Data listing

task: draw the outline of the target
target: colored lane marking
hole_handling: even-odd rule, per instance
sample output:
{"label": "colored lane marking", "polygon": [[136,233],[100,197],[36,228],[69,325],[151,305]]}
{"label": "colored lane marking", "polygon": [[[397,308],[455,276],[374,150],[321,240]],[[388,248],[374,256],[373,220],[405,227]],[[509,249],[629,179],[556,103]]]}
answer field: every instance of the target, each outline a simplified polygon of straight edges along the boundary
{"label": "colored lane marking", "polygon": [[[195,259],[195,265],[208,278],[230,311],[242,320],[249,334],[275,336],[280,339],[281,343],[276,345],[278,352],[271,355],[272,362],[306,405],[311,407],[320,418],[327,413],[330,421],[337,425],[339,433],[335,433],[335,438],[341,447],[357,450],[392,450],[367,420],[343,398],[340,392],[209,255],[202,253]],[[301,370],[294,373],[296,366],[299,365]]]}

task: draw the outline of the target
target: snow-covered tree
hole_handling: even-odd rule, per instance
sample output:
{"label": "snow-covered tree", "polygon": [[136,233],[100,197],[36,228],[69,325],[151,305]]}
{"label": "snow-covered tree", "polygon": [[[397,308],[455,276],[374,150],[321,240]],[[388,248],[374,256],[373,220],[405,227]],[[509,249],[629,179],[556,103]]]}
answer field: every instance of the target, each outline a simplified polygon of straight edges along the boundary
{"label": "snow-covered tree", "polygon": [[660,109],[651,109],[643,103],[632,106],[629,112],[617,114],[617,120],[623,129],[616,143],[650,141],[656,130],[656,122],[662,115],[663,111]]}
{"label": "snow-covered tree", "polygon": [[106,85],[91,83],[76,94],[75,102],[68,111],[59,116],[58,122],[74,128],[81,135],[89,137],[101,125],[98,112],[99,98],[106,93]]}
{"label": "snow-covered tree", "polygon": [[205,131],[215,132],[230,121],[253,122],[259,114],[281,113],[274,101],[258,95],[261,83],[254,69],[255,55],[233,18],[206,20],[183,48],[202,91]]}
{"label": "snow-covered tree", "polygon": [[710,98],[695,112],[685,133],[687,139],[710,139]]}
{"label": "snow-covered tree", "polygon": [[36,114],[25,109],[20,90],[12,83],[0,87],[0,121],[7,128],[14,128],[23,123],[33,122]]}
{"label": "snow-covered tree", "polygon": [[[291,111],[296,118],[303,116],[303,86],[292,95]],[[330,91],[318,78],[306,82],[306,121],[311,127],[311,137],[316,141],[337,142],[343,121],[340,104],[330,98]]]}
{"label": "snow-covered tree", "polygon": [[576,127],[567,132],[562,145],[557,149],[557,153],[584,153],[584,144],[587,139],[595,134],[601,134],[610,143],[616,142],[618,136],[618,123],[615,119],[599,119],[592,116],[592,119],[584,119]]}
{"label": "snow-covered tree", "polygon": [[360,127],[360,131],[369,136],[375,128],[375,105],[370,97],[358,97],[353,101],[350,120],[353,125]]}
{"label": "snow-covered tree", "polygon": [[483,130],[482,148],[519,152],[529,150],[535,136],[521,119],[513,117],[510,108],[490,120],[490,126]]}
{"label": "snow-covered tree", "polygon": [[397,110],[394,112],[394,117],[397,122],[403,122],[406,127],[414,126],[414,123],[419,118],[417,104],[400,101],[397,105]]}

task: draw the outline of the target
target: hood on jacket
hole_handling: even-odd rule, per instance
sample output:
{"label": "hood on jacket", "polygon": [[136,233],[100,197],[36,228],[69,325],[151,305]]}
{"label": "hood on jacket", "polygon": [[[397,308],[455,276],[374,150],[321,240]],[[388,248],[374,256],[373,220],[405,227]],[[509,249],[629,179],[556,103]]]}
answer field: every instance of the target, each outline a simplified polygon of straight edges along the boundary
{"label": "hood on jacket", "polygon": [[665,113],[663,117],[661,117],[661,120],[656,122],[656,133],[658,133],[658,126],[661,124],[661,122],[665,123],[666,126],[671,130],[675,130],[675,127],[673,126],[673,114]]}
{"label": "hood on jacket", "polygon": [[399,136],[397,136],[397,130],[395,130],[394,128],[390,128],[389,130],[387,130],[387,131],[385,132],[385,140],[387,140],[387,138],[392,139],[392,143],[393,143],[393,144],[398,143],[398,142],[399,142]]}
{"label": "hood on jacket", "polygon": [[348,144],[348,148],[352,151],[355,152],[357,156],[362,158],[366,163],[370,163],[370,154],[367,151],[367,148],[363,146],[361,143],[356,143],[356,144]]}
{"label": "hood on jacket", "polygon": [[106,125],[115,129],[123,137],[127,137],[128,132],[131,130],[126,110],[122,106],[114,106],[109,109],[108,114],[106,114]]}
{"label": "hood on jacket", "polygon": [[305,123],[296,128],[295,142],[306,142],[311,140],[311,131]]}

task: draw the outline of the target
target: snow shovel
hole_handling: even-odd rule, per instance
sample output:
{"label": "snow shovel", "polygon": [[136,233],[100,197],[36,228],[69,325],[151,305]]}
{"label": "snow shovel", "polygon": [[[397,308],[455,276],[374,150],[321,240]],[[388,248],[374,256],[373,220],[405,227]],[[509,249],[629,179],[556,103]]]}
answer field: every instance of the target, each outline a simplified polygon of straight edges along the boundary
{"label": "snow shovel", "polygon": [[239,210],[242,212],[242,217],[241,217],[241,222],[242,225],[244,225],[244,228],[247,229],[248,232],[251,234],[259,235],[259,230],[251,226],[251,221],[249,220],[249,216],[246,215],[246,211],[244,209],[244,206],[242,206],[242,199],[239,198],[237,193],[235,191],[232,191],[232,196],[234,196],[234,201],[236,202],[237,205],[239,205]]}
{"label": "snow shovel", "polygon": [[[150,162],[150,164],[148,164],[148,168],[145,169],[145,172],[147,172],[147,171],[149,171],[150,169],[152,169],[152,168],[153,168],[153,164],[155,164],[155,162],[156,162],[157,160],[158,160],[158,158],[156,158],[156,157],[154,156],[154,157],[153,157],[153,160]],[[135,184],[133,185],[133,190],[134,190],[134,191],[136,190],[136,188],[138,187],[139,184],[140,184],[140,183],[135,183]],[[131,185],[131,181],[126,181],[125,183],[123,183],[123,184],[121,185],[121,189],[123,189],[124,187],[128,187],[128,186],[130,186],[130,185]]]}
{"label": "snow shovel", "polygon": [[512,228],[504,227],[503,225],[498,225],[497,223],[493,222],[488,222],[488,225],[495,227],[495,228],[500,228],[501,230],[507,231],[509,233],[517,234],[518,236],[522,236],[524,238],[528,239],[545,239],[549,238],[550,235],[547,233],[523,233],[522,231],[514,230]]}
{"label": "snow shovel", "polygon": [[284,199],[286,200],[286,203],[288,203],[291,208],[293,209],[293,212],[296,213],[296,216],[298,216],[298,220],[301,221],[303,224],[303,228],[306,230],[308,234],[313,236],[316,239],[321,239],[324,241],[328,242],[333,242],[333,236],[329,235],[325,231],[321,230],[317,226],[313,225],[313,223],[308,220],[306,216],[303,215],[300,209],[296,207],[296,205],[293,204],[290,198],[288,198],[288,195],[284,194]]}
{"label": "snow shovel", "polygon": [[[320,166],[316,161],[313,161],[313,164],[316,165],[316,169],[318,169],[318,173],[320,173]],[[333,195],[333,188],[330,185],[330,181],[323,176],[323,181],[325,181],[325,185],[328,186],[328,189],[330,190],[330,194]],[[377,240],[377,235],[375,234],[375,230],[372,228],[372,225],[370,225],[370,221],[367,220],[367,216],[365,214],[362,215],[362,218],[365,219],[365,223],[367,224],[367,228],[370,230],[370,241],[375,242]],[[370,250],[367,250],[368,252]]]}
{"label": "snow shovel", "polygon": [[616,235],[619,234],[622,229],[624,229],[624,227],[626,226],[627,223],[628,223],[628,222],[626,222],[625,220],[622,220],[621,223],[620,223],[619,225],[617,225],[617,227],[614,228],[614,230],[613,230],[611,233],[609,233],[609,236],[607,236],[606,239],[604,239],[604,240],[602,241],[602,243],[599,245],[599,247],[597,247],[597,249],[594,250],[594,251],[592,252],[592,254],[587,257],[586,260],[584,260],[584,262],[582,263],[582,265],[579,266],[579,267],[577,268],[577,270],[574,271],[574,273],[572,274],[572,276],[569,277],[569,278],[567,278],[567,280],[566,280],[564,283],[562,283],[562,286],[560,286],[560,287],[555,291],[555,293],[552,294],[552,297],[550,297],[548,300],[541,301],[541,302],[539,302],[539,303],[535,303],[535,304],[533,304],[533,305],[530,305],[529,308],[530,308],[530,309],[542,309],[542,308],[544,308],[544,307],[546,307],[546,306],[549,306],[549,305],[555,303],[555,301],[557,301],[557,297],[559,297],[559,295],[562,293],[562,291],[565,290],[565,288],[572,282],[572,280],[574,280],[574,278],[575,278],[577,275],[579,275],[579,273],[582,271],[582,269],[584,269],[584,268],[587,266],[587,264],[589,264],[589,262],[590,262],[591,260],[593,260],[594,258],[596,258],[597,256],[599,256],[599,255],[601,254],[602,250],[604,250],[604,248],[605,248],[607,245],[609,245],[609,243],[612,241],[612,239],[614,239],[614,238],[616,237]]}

Prompt
Collect every line in the data above that contains the string "marking", treating uppercase and lowercase as different.

Answer
target: colored lane marking
{"label": "colored lane marking", "polygon": [[136,233],[100,197],[36,228],[69,325],[151,305]]}
{"label": "colored lane marking", "polygon": [[[397,308],[455,276],[374,150],[321,240]],[[388,248],[374,256],[373,220],[405,227]],[[509,249],[629,179],[556,103]]]}
{"label": "colored lane marking", "polygon": [[[195,259],[195,265],[208,278],[230,311],[242,320],[249,334],[275,336],[280,339],[281,343],[276,345],[278,352],[271,355],[272,362],[306,405],[311,407],[320,418],[327,413],[330,421],[337,425],[339,433],[335,433],[335,438],[341,447],[357,450],[392,450],[367,420],[343,398],[340,392],[209,255],[202,253]],[[301,370],[294,373],[296,366],[299,365]]]}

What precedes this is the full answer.